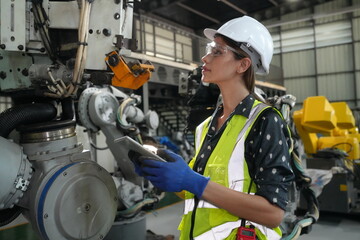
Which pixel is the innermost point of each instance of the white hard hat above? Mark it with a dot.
(255, 38)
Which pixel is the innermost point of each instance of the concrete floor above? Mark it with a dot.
(164, 222)
(330, 225)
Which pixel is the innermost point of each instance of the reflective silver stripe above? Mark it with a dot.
(236, 180)
(236, 163)
(219, 232)
(223, 231)
(189, 205)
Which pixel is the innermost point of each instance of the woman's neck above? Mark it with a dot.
(231, 97)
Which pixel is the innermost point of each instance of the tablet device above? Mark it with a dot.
(135, 149)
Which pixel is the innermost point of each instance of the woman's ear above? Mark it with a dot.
(243, 65)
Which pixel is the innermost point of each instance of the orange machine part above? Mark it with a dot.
(132, 75)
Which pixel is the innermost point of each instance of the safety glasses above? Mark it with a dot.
(216, 50)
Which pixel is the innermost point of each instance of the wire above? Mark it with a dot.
(298, 227)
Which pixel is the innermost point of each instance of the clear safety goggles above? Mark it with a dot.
(216, 50)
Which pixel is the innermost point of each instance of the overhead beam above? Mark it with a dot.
(233, 6)
(316, 16)
(197, 12)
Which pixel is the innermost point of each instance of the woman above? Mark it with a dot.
(239, 175)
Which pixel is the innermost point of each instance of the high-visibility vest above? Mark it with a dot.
(226, 166)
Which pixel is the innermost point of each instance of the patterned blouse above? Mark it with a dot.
(266, 151)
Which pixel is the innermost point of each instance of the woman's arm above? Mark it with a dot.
(250, 207)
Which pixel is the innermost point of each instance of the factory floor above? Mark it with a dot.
(164, 222)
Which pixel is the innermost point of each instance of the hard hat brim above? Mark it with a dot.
(210, 33)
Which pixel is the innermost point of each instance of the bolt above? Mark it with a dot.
(113, 60)
(116, 16)
(25, 72)
(106, 32)
(2, 75)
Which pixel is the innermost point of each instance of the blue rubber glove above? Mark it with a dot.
(174, 175)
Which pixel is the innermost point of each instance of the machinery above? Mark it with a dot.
(59, 63)
(331, 143)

▶ **What you will do**: Turn the lines from the one containing "glasses above? Mark it with a dot." through the end of the listing into a numbered list, omitting any blank lines.

▶ **Expected output**:
1. Which pixel is the innermost point of each instance of the safety glasses above? Mark it with a dot.
2. (216, 50)
3. Which pixel is the innermost point of each instance of the wire above? Mark it with a dot.
4. (298, 227)
5. Which pixel is the innermost point of each instance of the clear safety goggles above? Mark it with a dot.
6. (216, 50)
7. Which pixel is the innermost point of each instance of the overhead beam above? Mark it with a dot.
8. (233, 6)
9. (316, 16)
10. (197, 12)
11. Which pixel is the innermost point of each instance of the woman above? Mark it with a dot.
12. (239, 175)
13. Which pixel is the innermost point of each instance of the high-visibility vest above? Mark it with a dot.
14. (226, 166)
15. Which pixel is the innermost point of each instance of the patterned blouse above? Mark it with a dot.
16. (266, 151)
17. Which pixel is the innermost point of each instance of the woman's arm above? Mark it with a dot.
18. (250, 207)
19. Which pixel is the innermost point of each instance of the factory floor above? Mark it with a dot.
20. (164, 222)
21. Which pixel is the innermost point of each instance of the hard hat brim above? Mark it with a dot.
22. (210, 33)
23. Which pixel is the innermost point of each instance of the bolt above? Mark it with a dot.
24. (113, 60)
25. (116, 16)
26. (25, 72)
27. (106, 32)
28. (2, 75)
29. Which pixel is the innermost point of each instance of the blue rubber glove above? Mark it with a dot.
30. (174, 175)
31. Which pixel is the innermost point of each instance of the machinery above? Mark it with a dot.
32. (59, 63)
33. (331, 143)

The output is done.